━━━━━ SOURCE TEXT ━━━━━

B: This parameter represents the initial value, also known as the accumulator, of type B. The accumulator is an intermediate value that gets updated iteratively during the reduction process. Its type can be different from the input array elements (T).
function<B, T, B>: This parameter is a binary function that takes two arguments, the accumulator (B) and an element from the input array (T). It performs a computation using these two arguments and returns an updated value for the accumulator (B). The function defines the logic for how the reduction operation should be performed.
function<B, R>: This parameter is a function that takes the final value of the accumulator (B) and transforms it into a result of the type C. This function provides the flexibility to convert the final accumulator value into a different type or perform additional computations on it.
C: This represents the return type of the HOF, which is the final result of the reduction operation. It can be any desired type (C) based on the requirement.

To accomplish the last task #4, we can use reduce function, which will iterate over each element of an array and then add that to the accumulator(acc) which is holding 0L initially. Based on the final value of the accumulator, it returns true/false using lamda expression acc -> if(acc%2=0, ‘true’, ‘false’) as below:

# Task-4
# Sum each element in numbers, if the sum is an even number, 
# mark it as true else false and store it in the new column even_sum.

spark.sql("""
select 
  name, 
  numbers, 
  reduce(numbers, 0L, (number, acc) -> number + acc, 
         acc -> if(acc%2=0, 'true', 'false') ) as even_sum 
from view_v""").show()

# Output:
+-------+---------+--------+
|   name|  numbers|even_sum|
+-------+---------+--------+
|  Alice|[1, 2, 3]|    true|
|    Bob|[4, 5, 6]|   false|
|Charlie|[7, 8, 9]|    true|
+-------+---------+--------+

Conclusion

In this article, we have seen examples of HOFs that allow us to transform, filter, check for existence, and aggregate elements in an array. Before HOFs were released, most of these problems had to be solved using User-Defined functions (UDFs). It is easy to employ HOFs than to write UDFs. Read the Databricks blog on SQL higher-order functions for more information on the whys. Also, the HOF approach is however more efficient in terms of performance.

━━━━━ DATA PROVIDED ━━━━━

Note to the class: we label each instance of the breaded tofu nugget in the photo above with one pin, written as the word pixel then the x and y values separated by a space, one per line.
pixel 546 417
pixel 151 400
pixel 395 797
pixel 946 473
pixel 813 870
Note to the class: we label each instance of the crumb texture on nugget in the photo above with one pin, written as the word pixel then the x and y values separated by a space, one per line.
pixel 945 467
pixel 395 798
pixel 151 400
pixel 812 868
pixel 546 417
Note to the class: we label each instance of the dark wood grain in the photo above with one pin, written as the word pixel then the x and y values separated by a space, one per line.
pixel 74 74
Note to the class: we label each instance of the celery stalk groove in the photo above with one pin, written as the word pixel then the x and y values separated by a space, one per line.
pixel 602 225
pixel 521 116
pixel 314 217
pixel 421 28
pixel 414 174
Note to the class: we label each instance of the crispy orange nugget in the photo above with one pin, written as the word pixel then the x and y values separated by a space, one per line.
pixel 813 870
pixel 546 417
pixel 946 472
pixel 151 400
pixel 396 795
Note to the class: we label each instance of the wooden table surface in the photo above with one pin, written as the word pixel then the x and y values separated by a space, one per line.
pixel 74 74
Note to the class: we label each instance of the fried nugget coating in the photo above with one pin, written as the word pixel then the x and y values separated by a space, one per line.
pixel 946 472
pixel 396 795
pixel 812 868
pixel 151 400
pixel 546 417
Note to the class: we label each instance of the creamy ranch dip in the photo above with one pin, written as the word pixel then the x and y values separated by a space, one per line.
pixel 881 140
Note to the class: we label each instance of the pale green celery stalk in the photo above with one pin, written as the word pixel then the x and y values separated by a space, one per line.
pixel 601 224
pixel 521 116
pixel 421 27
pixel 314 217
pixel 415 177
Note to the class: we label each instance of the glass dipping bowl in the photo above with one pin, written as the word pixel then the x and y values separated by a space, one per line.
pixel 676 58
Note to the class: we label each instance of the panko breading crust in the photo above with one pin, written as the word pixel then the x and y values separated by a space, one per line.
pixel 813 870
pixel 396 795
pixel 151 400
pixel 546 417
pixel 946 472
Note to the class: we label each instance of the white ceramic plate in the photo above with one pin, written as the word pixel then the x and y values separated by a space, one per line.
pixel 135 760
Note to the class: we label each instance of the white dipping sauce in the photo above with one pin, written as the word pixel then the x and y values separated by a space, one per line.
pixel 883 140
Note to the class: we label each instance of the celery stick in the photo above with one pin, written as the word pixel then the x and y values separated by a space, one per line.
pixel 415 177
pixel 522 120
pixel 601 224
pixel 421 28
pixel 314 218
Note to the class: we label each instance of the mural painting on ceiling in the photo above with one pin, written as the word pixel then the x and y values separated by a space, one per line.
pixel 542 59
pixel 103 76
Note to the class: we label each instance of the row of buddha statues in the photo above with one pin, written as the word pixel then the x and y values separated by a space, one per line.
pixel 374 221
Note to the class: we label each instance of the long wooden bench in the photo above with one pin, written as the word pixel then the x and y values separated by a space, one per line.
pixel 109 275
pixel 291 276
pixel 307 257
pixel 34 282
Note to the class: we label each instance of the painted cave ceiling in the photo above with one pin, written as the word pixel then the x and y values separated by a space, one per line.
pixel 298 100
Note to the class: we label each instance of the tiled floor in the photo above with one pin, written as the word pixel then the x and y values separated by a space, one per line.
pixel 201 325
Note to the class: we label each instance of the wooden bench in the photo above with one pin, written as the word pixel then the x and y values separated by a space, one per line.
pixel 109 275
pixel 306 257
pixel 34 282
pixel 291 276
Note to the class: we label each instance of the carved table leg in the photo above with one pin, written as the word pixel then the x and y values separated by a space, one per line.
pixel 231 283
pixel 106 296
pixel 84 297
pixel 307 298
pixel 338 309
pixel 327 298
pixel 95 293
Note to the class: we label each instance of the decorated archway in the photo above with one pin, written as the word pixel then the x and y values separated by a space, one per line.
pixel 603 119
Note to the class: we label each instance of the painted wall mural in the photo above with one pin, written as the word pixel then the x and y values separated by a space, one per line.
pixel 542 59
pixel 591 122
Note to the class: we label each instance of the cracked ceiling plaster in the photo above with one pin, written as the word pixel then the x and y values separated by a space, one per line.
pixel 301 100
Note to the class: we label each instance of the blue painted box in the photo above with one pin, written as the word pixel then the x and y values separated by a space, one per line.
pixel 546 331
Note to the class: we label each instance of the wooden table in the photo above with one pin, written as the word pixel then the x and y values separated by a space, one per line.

━━━━━

## REQUEST 1
According to the higher-order functions text, what did most of these problems have to be solved with before HOFs were released?
## REQUEST 2
Repeat the higher-order functions text word for word, from "To accomplish the" down to "new column even_sum.".
These lines have no connection to the higher-order functions text.

## RESULT 1
User-Defined functions (UDFs).

## RESULT 2
To accomplish the last task #4, we can use reduce function, which will iterate over each element of an array and then add that to the accumulator(acc) which is holding 0L initially. Based on the final value of the accumulator, it returns true/false using lamda expression acc -> if(acc%2=0, ‘true’, ‘false’) as below:

# Task-4
# Sum each element in numbers, if the sum is an even number, 
# mark it as true else false and store it in the new column even_sum.